● **DATASET RECORDS**:

▼▼▼

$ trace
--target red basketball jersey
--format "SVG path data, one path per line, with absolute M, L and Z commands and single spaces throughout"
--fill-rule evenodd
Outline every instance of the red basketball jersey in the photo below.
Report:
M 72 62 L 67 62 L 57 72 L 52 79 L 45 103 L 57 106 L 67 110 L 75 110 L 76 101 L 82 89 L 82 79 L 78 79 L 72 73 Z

▲▲▲

● **WHAT TO WORK ON**: Reproduce all of the lines above, requests included. Multiply every coordinate in the answers by 0.4 and round each result to a whole number, rounding halves up.

● **EXERCISE OUTPUT**:
$ trace
--target red basketball jersey
--format "SVG path data, one path per line, with absolute M, L and Z commands and single spaces throughout"
--fill-rule evenodd
Outline every instance of the red basketball jersey in the photo below.
Report:
M 29 25 L 27 25 L 23 29 L 21 32 L 18 41 L 23 42 L 27 44 L 30 44 L 30 40 L 33 36 L 33 32 L 31 32 L 29 29 Z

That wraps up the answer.